▸ Jobs
[1] From the pregnancy cravings thread, extract the text between "Come on ladies, can" and "Wirrallass (Mar 20, 2018)", inclusive.
[2] List every distinct username that appears in a post header of the pregnancy cravings thread.

▸ Page
-*-

Mars bars and cream cakes with first,  apples and fish with my twins.


----------



## Wirrallass (Mar 13, 2018)

Come on ladies, can you recall what you craved when you were pregnant! Anything unusual? Did you crave anything that you haven't touched since?

I also had a craving for weetabix throughout both my pregnancies but I would only eat them if the milk was ice cold! Anything I drank had to be ice cold ~ I would run the cold water tap until the water was really cold before I'd drink it


----------



## Wirrallass (Mar 20, 2018)

Burnt toast without butter I wouldn't dream of eating burnt toast either before or after my pregnancies but it was one of my many cravings...ugh!


----------



## Vince_UK (Mar 20, 2018)

wirralass said:


> Burnt toast without butter I wouldn't dream of eating burnt toast either before or after my pregnancies but it was one of my many cravings...ugh!


I need talk to my toaster, it seems to think that is the only way to do toast


----------



## Sally71 (Mar 20, 2018)

I went off everything when I was pregnant, nothing tasted right at all except for salt and vinegar flavour Pringles, and tomato soup, which I practically lived on for a couple of months!  Didn't crave them quite so badly that I had to send hubby out at 2am to find some though, thank goodness!

-*-

▸ Provided material
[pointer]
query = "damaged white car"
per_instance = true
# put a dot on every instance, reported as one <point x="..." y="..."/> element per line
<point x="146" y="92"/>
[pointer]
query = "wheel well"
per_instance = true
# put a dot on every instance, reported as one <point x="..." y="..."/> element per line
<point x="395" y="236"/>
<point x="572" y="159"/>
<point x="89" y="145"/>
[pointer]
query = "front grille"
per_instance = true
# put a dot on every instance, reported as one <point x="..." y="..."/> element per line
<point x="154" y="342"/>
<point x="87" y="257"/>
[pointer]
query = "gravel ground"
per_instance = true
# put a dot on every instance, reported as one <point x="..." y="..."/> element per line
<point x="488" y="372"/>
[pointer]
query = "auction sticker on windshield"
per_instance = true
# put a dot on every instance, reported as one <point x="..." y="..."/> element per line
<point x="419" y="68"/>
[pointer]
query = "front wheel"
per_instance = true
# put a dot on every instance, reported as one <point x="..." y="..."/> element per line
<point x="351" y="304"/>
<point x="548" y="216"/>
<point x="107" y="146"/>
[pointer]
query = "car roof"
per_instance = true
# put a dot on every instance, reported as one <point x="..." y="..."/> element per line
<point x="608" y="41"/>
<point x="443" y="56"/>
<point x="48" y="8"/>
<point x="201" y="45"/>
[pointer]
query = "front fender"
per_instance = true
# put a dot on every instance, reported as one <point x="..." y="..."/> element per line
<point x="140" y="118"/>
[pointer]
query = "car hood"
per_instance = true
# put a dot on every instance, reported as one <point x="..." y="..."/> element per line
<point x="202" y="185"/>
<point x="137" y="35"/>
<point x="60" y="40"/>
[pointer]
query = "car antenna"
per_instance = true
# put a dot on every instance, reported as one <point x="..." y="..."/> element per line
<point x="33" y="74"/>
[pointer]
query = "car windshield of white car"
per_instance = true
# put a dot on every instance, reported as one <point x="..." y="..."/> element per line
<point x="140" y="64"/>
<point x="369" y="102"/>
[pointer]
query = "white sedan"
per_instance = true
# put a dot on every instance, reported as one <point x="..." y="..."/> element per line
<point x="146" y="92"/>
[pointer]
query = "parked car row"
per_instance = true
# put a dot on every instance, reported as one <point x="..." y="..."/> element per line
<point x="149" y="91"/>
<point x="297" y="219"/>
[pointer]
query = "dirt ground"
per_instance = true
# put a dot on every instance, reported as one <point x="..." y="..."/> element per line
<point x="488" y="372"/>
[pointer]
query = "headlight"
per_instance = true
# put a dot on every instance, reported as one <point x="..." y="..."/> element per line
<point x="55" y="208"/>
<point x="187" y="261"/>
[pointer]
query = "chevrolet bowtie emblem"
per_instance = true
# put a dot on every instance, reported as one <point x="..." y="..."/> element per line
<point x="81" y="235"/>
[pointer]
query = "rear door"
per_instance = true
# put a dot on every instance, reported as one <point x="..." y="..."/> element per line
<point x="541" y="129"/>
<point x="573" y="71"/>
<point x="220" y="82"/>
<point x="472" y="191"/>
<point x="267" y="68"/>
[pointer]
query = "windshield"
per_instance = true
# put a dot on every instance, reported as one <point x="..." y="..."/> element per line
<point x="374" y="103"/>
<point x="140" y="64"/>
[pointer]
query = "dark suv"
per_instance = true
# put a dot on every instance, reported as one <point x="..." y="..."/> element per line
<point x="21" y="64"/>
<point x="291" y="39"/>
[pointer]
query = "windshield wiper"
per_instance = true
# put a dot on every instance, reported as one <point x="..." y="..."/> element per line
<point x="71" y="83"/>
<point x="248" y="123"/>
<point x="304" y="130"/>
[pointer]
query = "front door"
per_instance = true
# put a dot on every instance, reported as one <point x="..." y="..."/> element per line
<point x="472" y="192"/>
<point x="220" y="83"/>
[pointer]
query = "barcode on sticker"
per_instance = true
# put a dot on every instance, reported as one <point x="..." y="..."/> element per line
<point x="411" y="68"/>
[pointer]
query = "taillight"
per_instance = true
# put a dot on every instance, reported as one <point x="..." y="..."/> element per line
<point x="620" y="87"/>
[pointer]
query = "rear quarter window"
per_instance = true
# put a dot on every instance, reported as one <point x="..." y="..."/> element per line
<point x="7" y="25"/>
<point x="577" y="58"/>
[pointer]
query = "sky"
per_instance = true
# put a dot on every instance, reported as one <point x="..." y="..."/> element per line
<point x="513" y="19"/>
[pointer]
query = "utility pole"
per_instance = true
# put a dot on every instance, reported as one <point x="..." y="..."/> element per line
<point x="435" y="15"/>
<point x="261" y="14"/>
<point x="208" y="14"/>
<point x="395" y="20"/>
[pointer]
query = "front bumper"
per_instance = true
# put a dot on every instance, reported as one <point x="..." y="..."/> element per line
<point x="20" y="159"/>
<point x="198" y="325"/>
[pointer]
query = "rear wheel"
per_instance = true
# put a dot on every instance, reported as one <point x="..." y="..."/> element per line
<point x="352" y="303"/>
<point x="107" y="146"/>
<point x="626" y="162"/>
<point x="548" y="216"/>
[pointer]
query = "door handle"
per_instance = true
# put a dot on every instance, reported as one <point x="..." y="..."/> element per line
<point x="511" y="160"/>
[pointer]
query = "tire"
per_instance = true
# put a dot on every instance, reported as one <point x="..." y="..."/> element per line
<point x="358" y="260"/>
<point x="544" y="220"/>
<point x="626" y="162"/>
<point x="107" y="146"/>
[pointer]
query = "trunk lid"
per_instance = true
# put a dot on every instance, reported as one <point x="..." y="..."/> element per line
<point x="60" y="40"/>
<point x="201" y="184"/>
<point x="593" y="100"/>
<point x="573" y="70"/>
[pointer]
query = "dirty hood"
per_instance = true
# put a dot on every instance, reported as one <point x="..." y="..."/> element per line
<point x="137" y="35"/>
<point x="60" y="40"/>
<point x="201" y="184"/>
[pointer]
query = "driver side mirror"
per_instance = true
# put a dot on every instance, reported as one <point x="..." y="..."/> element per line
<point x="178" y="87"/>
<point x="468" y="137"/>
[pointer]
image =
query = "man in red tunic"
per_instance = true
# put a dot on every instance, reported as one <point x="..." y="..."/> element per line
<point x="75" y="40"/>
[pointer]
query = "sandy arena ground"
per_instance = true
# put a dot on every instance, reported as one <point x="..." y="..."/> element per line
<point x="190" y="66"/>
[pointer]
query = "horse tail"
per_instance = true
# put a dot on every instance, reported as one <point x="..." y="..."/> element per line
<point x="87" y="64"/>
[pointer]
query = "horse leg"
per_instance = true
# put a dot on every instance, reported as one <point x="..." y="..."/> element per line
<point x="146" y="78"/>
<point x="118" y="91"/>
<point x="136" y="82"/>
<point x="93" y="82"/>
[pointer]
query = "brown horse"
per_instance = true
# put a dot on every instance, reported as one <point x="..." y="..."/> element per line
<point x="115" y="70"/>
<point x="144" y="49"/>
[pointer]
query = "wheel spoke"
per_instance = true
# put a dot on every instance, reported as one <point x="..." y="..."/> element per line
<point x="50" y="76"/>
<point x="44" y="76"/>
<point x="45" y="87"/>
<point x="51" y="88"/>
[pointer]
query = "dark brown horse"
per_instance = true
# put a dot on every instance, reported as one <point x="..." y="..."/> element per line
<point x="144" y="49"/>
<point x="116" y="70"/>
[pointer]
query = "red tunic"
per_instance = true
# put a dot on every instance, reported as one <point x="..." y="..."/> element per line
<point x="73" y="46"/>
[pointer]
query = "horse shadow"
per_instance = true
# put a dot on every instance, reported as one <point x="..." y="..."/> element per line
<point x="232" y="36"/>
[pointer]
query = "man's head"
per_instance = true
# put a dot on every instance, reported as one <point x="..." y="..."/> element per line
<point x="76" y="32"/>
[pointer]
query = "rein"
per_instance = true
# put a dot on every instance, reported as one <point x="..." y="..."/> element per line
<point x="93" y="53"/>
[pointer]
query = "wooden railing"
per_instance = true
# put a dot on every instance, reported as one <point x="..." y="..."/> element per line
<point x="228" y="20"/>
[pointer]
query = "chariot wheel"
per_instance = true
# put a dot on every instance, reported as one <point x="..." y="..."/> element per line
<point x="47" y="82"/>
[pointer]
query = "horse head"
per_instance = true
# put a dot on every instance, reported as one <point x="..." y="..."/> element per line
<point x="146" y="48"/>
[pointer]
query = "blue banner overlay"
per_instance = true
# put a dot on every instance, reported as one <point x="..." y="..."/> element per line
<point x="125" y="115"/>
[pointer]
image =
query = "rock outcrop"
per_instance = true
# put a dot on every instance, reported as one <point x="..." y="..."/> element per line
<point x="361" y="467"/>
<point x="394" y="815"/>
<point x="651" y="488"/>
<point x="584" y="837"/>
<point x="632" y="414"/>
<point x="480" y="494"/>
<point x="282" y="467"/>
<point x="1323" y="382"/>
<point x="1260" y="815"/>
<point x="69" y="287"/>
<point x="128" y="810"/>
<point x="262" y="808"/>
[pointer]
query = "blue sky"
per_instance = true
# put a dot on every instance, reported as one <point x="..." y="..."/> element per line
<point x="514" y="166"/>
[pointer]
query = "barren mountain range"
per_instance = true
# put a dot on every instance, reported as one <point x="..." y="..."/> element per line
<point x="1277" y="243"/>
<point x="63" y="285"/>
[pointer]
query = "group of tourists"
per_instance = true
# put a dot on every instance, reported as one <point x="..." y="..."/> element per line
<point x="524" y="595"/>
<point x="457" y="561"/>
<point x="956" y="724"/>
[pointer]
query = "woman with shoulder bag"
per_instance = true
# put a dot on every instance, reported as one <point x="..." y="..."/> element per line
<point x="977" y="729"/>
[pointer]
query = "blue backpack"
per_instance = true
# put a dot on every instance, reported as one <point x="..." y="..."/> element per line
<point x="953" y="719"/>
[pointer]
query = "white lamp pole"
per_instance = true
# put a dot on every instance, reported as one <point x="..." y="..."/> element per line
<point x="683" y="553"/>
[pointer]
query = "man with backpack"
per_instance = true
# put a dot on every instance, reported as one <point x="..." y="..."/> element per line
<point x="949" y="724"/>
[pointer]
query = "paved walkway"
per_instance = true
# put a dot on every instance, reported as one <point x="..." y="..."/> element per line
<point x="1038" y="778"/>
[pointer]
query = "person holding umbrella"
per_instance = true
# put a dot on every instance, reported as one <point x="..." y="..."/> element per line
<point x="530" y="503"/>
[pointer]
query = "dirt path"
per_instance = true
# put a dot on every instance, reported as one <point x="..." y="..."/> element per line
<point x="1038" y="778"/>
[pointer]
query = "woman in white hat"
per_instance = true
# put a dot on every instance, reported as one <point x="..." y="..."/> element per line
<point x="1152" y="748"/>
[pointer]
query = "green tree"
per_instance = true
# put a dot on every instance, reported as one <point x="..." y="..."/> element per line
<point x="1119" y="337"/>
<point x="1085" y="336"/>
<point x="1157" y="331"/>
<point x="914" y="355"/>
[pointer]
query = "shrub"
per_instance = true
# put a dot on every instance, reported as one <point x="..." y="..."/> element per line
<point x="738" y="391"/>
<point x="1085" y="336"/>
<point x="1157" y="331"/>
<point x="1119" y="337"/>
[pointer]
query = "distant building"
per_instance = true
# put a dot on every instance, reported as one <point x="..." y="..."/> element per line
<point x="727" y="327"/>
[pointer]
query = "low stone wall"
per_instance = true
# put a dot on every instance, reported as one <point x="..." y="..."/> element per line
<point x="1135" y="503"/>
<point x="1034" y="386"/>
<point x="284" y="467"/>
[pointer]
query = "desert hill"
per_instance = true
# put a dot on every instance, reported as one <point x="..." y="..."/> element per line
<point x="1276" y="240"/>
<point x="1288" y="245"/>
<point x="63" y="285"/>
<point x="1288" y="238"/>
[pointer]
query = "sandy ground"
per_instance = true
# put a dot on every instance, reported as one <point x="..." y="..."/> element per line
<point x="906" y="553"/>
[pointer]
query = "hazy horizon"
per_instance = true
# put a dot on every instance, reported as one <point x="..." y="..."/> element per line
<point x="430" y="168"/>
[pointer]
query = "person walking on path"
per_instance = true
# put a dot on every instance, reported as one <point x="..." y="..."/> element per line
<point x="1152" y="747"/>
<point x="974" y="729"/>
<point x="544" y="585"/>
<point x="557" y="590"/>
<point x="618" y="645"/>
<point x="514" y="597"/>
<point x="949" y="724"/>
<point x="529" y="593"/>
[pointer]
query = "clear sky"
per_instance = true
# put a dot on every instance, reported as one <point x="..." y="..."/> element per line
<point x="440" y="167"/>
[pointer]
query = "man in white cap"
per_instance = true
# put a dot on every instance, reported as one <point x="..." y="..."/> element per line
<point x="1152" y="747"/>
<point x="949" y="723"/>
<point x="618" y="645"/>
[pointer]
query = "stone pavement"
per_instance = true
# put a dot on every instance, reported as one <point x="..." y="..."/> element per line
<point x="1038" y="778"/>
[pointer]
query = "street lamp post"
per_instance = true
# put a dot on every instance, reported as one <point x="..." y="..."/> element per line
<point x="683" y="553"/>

-*-

▸ Solutions to each task
[1]
Come on ladies, can you recall what you craved when you were pregnant! Anything unusual? Did you crave anything that you haven't touched since?

I also had a craving for weetabix throughout both my pregnancies but I would only eat them if the milk was ice cold! Anything I drank had to be ice cold ~ I would run the cold water tap until the water was really cold before I'd drink it


----------



## Wirrallass (Mar 20, 2018)

[2]
Wirrallass
Vince_UK
Sally71